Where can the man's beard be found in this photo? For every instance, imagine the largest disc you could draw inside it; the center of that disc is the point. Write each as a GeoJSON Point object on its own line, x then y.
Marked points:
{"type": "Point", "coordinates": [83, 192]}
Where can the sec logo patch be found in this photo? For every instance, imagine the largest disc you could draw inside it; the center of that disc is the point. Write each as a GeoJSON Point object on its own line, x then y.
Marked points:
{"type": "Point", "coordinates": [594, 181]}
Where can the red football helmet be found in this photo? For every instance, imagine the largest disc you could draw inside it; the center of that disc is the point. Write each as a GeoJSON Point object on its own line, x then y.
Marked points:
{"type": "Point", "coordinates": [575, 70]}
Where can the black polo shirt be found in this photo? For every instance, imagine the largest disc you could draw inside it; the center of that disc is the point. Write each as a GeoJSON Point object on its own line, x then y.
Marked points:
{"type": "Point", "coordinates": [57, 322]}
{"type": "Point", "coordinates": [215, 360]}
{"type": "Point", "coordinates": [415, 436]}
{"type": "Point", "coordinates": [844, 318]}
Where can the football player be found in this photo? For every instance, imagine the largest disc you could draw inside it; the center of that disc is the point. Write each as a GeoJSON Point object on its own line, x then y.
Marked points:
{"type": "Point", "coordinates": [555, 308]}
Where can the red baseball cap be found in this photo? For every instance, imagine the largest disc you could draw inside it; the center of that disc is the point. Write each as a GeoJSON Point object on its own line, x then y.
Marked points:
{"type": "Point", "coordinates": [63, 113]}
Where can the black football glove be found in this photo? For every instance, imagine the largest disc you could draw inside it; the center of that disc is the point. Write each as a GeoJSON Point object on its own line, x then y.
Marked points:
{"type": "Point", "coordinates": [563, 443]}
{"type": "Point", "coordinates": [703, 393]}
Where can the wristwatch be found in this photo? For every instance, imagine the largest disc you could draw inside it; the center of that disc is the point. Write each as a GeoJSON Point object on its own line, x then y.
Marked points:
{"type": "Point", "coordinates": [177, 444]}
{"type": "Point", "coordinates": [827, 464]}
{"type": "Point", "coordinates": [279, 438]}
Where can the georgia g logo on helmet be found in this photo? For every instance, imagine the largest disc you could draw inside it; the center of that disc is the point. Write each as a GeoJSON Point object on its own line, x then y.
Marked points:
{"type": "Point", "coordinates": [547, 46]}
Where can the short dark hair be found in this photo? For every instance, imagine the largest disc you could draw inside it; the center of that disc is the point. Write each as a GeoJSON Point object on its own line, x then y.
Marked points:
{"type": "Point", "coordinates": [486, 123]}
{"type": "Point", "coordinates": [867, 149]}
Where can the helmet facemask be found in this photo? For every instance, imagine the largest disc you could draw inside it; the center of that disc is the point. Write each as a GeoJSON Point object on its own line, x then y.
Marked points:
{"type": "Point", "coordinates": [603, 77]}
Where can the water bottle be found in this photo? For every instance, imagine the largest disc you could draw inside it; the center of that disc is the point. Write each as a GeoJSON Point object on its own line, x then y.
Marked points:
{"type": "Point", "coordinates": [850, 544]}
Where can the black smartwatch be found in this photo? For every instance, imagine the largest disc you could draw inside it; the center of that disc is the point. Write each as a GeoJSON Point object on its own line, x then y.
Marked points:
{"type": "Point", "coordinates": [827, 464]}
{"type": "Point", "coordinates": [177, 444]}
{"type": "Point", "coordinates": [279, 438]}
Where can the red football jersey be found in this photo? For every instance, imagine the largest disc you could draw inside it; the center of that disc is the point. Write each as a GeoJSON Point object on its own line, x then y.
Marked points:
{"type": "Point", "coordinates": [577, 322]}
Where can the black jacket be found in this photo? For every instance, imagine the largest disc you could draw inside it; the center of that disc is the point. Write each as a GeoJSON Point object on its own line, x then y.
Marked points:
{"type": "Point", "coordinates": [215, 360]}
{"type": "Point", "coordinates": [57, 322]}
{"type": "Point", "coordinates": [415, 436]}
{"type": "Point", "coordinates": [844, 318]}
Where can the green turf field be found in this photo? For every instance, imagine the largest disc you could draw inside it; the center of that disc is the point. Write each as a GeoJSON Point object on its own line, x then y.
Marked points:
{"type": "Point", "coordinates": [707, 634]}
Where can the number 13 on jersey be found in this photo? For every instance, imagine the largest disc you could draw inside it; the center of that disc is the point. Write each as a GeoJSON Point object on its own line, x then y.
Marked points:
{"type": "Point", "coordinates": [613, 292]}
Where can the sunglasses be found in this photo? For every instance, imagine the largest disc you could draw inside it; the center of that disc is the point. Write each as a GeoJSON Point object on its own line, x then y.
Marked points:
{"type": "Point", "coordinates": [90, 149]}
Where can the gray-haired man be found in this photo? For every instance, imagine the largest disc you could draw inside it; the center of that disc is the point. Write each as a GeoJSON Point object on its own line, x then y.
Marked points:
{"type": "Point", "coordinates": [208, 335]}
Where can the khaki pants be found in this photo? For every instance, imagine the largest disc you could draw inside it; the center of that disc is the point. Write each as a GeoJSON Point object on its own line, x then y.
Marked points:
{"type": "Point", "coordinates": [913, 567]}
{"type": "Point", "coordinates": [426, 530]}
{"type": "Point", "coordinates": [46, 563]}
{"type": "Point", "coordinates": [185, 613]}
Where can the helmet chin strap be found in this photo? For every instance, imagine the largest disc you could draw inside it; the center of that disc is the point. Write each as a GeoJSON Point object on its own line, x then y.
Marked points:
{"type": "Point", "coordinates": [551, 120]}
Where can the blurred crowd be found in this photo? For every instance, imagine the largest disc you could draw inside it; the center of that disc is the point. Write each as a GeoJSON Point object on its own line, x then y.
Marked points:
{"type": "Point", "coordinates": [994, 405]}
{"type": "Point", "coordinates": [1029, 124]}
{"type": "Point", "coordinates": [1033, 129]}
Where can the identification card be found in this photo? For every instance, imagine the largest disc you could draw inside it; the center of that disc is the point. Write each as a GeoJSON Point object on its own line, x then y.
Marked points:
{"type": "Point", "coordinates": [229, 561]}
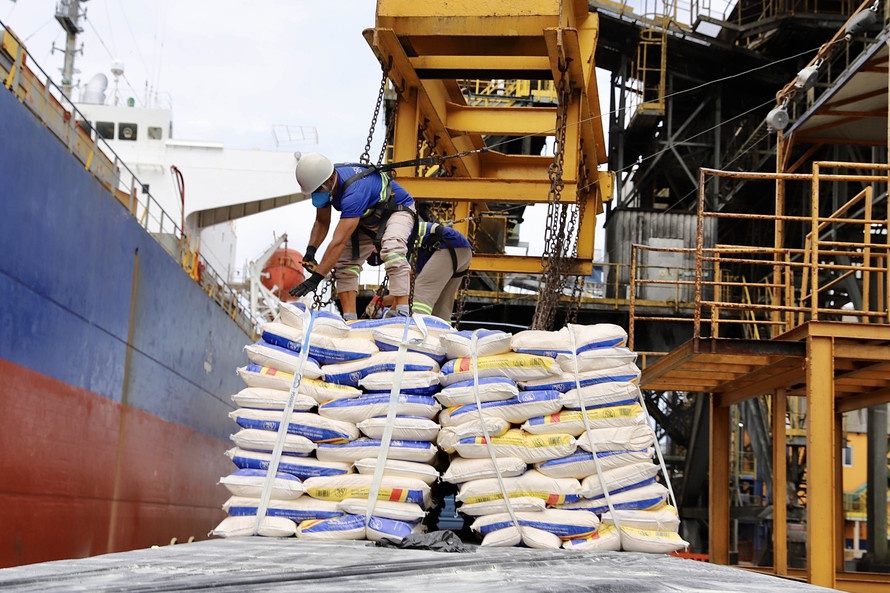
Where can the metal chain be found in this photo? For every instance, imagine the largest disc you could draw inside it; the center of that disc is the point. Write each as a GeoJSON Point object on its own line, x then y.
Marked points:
{"type": "Point", "coordinates": [390, 129]}
{"type": "Point", "coordinates": [366, 155]}
{"type": "Point", "coordinates": [464, 290]}
{"type": "Point", "coordinates": [581, 203]}
{"type": "Point", "coordinates": [552, 281]}
{"type": "Point", "coordinates": [317, 300]}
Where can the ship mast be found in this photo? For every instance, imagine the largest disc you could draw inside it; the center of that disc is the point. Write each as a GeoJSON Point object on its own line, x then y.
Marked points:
{"type": "Point", "coordinates": [68, 14]}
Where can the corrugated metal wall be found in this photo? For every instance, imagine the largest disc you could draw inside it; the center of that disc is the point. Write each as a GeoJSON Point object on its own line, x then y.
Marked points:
{"type": "Point", "coordinates": [627, 227]}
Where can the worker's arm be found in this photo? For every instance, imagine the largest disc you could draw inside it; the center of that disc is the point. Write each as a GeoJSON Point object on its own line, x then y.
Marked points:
{"type": "Point", "coordinates": [342, 235]}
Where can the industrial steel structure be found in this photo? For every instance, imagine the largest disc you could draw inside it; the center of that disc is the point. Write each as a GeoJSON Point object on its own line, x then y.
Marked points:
{"type": "Point", "coordinates": [747, 258]}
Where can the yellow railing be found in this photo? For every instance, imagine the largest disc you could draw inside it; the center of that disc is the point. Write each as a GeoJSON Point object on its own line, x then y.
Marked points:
{"type": "Point", "coordinates": [822, 262]}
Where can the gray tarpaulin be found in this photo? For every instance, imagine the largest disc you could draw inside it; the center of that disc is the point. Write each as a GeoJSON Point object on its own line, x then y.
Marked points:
{"type": "Point", "coordinates": [268, 564]}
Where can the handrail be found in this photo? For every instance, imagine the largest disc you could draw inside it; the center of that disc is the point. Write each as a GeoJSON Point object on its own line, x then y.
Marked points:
{"type": "Point", "coordinates": [837, 271]}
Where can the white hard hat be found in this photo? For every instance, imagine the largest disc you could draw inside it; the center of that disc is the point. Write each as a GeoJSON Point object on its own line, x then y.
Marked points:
{"type": "Point", "coordinates": [313, 169]}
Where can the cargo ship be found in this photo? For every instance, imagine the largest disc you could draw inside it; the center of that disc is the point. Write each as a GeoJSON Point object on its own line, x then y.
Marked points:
{"type": "Point", "coordinates": [115, 401]}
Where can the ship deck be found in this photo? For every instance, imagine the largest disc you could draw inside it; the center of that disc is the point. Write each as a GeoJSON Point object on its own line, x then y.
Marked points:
{"type": "Point", "coordinates": [269, 564]}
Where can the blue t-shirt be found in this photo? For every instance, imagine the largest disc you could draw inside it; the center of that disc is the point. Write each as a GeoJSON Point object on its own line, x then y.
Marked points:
{"type": "Point", "coordinates": [427, 235]}
{"type": "Point", "coordinates": [364, 193]}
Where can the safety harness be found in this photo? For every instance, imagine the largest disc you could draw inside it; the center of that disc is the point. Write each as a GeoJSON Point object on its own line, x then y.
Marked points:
{"type": "Point", "coordinates": [373, 221]}
{"type": "Point", "coordinates": [433, 242]}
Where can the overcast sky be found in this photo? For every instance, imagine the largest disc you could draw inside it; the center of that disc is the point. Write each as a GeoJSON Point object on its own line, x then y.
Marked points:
{"type": "Point", "coordinates": [232, 71]}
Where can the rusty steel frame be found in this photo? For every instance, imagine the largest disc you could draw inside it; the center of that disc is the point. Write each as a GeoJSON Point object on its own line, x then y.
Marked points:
{"type": "Point", "coordinates": [838, 366]}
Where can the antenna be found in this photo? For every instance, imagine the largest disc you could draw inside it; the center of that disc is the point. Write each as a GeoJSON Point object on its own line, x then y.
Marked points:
{"type": "Point", "coordinates": [117, 69]}
{"type": "Point", "coordinates": [68, 14]}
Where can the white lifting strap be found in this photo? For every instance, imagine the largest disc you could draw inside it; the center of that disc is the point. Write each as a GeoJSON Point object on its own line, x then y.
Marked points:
{"type": "Point", "coordinates": [494, 459]}
{"type": "Point", "coordinates": [391, 411]}
{"type": "Point", "coordinates": [587, 430]}
{"type": "Point", "coordinates": [272, 471]}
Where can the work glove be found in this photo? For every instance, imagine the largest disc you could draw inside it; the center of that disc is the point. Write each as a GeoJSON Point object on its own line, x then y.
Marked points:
{"type": "Point", "coordinates": [307, 286]}
{"type": "Point", "coordinates": [309, 259]}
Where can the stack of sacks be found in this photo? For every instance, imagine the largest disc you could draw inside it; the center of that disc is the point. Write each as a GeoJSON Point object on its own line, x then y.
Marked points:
{"type": "Point", "coordinates": [540, 440]}
{"type": "Point", "coordinates": [269, 377]}
{"type": "Point", "coordinates": [404, 492]}
{"type": "Point", "coordinates": [616, 430]}
{"type": "Point", "coordinates": [505, 406]}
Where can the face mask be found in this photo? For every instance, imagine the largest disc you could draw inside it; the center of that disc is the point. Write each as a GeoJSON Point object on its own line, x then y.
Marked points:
{"type": "Point", "coordinates": [320, 199]}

- [Work to be completed]
Set the material down exactly as written, starting at its first line. The line containing "Where can the sec" is the last one to include.

- [Task answer]
Where can the man's beard be found in this photo? For every instance, imagine the largest disc you could draw inside it; the center of that disc is the point. Write each as a GeoJSON Point object on its own line, x then y.
Marked points:
{"type": "Point", "coordinates": [83, 192]}
Where can the sec logo patch be found in this photo? For every instance, imagine the largest disc you could draw inside it; the center of that disc is the point. Write each as a GeoJSON Point object on its own line, x then y.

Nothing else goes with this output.